# Set exercise:
Return each line of the entries below that contains the word "green".

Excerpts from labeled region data
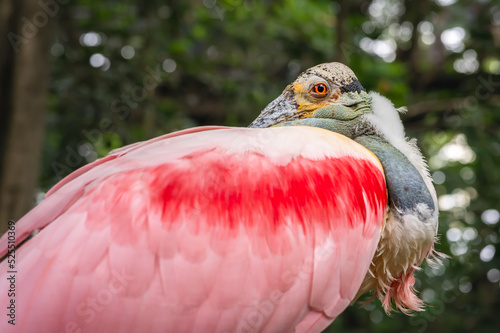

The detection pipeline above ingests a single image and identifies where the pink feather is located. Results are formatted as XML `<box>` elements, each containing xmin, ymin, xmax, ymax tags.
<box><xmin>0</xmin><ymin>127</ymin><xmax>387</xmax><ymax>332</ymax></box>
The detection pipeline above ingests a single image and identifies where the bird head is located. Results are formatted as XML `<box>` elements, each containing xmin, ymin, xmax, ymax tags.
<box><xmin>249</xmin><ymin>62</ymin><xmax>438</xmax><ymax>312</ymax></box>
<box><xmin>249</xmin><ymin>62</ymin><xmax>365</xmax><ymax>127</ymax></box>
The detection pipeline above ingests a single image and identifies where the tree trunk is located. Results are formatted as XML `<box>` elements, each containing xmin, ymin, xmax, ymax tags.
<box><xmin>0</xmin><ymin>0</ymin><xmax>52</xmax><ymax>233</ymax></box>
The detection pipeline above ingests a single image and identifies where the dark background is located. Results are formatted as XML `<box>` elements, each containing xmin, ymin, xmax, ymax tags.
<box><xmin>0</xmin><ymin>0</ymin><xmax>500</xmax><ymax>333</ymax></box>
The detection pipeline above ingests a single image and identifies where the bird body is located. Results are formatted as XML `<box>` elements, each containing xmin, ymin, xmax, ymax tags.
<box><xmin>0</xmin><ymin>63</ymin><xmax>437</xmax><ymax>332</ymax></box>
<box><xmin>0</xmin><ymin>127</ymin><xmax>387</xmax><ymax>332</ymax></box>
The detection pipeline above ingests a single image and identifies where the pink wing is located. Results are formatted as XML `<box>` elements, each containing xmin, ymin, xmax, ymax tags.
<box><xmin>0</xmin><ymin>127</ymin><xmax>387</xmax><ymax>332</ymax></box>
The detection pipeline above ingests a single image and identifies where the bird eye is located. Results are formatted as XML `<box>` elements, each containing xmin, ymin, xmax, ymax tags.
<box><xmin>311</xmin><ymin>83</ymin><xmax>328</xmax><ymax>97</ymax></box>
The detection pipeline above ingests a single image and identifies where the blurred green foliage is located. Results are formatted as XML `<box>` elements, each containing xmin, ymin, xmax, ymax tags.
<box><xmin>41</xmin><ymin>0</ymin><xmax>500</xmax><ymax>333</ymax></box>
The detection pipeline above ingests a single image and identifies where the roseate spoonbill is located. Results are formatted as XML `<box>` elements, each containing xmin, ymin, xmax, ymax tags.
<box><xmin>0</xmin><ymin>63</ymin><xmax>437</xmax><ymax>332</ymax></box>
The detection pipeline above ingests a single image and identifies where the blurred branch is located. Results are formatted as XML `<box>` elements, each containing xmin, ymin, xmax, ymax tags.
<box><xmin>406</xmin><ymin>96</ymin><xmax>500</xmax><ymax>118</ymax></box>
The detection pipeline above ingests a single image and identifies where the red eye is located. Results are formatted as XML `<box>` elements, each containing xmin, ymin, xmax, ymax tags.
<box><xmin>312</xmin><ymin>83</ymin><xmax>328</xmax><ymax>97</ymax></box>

* * *

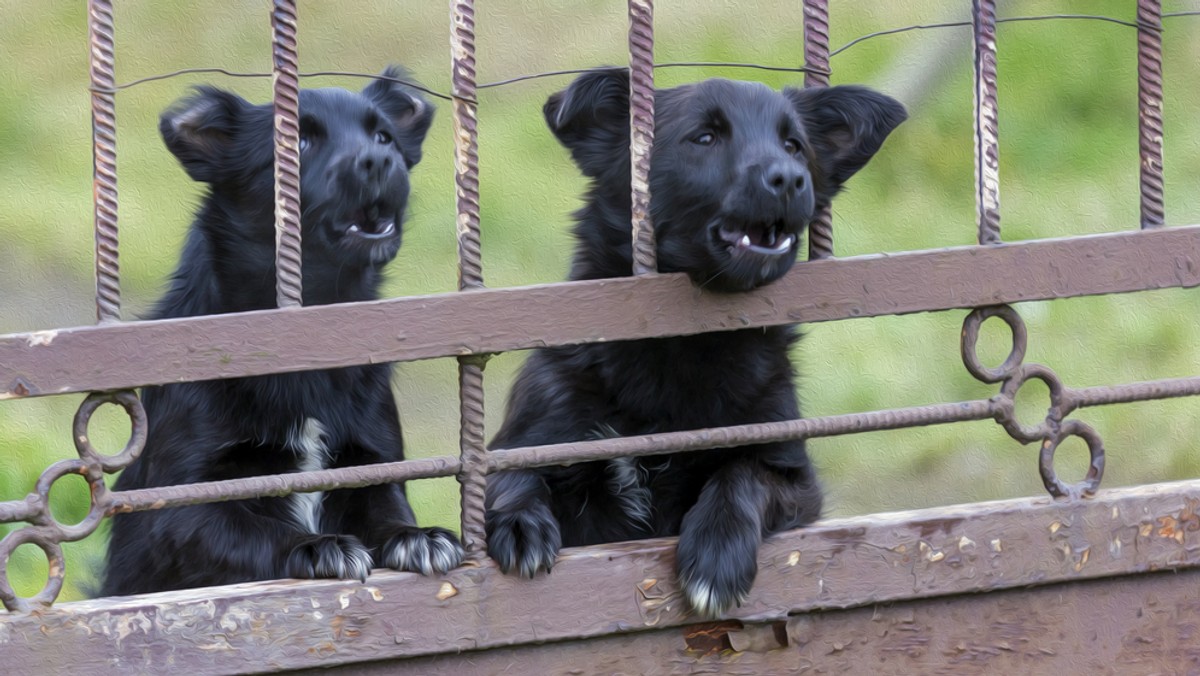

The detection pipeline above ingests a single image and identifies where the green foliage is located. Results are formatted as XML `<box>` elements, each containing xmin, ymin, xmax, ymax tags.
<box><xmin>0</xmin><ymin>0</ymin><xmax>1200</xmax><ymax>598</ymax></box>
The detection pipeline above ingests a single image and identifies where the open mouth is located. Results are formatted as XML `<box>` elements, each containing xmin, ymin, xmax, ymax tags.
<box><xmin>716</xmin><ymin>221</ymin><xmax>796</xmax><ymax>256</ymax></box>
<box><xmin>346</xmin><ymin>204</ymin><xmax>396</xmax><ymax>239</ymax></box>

# Task output:
The detection pipeline above ingests a single image and identifies where the blurred green foliage is located. Results are formatted as XML `<box>` elements, each containing xmin, ymin, xmax, ymax tags.
The detection pipeline above ingests a single image and identifies where the green foliage is located. Results are formatted as XML `<box>` elements, each containing xmin, ymin, xmax, ymax tags.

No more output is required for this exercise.